▶ Instructions for the task:
Print the section of the text on unmarried women in Iran word for word, starting with "Azadi, her styled" and going on through "danced next to.".

▶ Extracted text:
****************************************
Azadi, her styled golden-brown hair half-covered by a patterned ivory scarf, described a man she lived with for two years. He came from a well-off family and had studied in Armenia. She broke up with him last year after he refused to let her go out in the evenings alone and interrogated her after parties about men she had danced next to.
Her late father, a goldsmith, and mother supported her decision to remain single _ particularly after her older sister, a successful lawyer with a 10-year-old son, divorced a husband who opposed her going on business trips.
“I have made friends on and off with men my age over the years, but none were responsible enough for me to consider marrying or having a child with,” Azadi said.
“Older men prefer women who are younger than me, and younger men just want to have sex because they think I don’t expect marriage _ and because I can afford to pick up the tab at coffee shops.”
Several women interviewed spoke with an extraordinary frankness about sex and relationships that would shock Iran’s buttoned-up mullahs. That alone reflects how women are asserting themselves, particularly among the urban middle class, where the internet and Western satellite channels are slowly expanding the boundaries of what is socially acceptable.
That includes more unmarried couples who live together _ known as “white marriages” _ and more divorces. In the last nine months of 2015, the number of registered marriages nationwide dipped by 3.4 percent, while divorces rose by 4.2 percent from the previous year, the official Islamic Republic News Agency reported.
Marrying remains a powerful norm in Iran, and many laws still treat women as the property of men. Women need their husbands’ permission to travel abroad.
In 2013, the parliament attempted to pass legislation that would have required single women of any age to get their father’s consent to travel overseas. Women’s rights groups rose up to defeat the proposal.
“Thanks to women asserting their power, attitudes are slowly changing, and society is accepting the economic independence of women,” said Sara Mahtabi, a 33-year-old unmarried ski instructor.
Mahtabi fell in love in her early 20s, but her first boyfriend was unwilling to introduce her to his devout parents. A more recent relationship with a suave computer expert broke up when he told her he would marry only a virgin.
“The way he dressed was as fashionable as any European,” Mahtabi said, “but mentally he was an old-timer.”
****************************************
▶ Provided data:
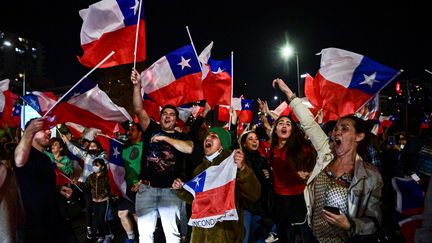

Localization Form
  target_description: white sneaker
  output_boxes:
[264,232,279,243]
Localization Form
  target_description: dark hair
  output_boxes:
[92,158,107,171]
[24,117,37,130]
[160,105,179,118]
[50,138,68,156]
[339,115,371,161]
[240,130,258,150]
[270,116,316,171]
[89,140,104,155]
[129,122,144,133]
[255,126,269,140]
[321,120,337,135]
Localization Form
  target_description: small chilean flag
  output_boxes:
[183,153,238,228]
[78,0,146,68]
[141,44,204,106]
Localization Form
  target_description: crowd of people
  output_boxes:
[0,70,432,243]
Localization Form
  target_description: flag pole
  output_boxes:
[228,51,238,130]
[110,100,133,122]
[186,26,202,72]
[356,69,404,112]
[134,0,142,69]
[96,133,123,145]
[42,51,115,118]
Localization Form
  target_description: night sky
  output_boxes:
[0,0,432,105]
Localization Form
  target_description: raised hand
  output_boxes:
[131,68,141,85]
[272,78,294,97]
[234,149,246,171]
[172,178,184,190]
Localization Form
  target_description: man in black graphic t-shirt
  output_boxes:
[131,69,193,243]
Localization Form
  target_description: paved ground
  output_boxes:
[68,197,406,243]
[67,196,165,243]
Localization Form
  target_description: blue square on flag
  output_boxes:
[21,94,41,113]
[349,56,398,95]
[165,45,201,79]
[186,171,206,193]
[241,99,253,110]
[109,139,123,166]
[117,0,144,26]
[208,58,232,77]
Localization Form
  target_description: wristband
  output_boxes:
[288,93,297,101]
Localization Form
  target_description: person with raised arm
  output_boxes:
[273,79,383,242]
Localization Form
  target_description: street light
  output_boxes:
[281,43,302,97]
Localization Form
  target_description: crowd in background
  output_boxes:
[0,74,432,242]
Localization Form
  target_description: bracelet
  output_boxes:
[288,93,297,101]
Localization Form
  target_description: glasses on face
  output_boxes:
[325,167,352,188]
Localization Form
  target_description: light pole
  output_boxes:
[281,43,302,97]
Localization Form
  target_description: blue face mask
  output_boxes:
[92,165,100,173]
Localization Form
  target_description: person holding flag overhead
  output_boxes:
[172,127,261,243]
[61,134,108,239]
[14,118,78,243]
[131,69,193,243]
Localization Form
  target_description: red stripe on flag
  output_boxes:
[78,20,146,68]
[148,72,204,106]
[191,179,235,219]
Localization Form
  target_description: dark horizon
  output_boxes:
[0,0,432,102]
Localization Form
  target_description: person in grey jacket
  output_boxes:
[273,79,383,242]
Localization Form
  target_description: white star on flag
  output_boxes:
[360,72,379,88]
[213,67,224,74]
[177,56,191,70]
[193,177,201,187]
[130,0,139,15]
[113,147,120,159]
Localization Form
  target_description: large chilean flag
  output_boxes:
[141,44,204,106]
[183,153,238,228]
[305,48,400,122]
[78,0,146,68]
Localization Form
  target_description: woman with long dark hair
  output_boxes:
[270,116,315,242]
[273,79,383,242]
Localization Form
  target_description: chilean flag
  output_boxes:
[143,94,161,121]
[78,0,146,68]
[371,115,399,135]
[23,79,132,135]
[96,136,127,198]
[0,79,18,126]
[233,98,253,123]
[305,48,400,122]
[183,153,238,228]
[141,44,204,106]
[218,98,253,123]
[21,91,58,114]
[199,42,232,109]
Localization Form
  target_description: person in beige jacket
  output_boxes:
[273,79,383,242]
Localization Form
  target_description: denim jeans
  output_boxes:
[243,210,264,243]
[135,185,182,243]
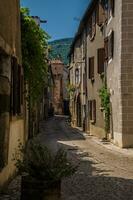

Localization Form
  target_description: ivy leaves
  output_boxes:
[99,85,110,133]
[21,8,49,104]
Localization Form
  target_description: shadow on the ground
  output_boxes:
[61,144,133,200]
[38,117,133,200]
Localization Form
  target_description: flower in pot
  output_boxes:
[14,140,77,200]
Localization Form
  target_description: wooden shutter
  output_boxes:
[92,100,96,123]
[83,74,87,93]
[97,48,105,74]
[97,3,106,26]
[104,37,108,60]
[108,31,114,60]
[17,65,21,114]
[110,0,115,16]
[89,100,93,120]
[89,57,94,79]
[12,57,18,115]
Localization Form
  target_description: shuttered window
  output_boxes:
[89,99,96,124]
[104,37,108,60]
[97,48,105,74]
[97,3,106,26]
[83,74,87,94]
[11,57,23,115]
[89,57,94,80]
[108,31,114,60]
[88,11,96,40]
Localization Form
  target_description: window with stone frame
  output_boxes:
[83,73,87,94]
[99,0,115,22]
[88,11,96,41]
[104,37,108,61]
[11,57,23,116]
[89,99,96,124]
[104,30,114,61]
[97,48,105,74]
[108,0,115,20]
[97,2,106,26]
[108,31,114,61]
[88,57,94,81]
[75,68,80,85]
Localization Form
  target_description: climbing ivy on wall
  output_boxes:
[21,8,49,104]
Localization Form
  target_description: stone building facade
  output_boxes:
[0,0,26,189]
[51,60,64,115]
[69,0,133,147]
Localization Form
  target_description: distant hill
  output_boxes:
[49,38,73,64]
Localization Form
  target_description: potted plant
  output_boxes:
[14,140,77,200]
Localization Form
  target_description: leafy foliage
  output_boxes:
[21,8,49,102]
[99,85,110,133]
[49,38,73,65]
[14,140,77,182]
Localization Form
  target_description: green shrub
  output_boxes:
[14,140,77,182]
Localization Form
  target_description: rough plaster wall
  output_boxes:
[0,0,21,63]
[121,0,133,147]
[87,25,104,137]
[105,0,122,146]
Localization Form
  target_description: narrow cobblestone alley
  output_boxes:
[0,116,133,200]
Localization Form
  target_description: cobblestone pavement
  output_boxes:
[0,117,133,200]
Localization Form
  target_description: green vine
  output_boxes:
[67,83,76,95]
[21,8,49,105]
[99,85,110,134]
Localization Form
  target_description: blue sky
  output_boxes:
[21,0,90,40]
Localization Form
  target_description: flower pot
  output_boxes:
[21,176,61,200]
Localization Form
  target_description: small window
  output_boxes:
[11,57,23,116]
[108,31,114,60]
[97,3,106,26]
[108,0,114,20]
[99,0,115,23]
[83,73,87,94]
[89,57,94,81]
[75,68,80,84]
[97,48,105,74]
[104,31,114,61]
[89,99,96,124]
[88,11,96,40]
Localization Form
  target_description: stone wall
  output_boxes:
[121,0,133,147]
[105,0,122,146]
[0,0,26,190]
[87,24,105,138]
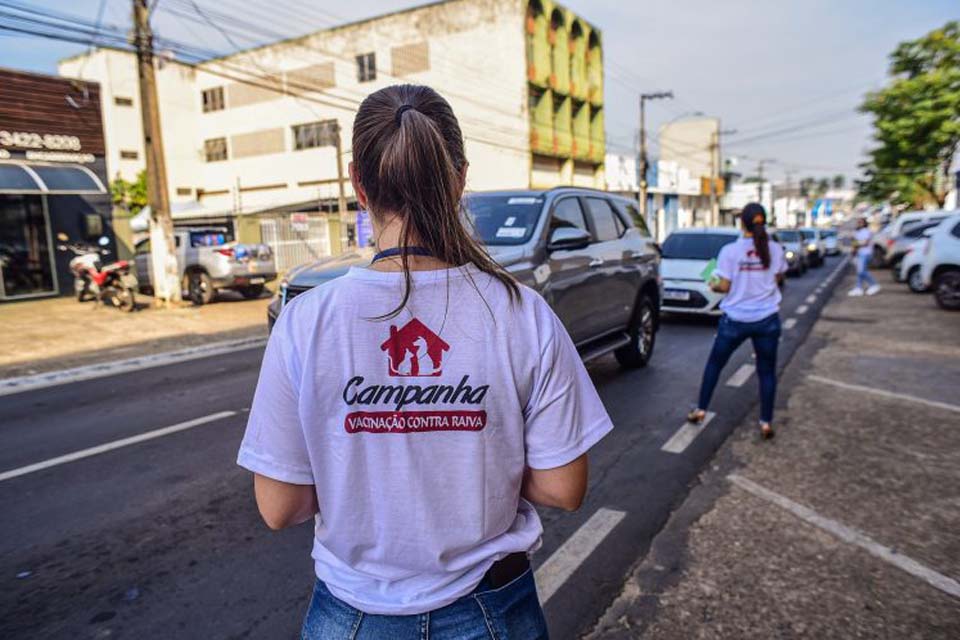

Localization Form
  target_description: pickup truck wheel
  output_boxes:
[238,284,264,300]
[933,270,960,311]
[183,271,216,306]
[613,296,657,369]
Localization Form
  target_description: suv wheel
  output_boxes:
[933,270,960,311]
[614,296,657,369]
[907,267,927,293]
****************************************
▶ Answer to this problem:
Azadi, her styled golden-brown hair half-covered by a patterned ivory scarf, described a man she lived with for two years. He came from a well-off family and had studied in Armenia. She broke up with him last year after he refused to let her go out in the evenings alone and interrogated her after parties about men she had danced next to.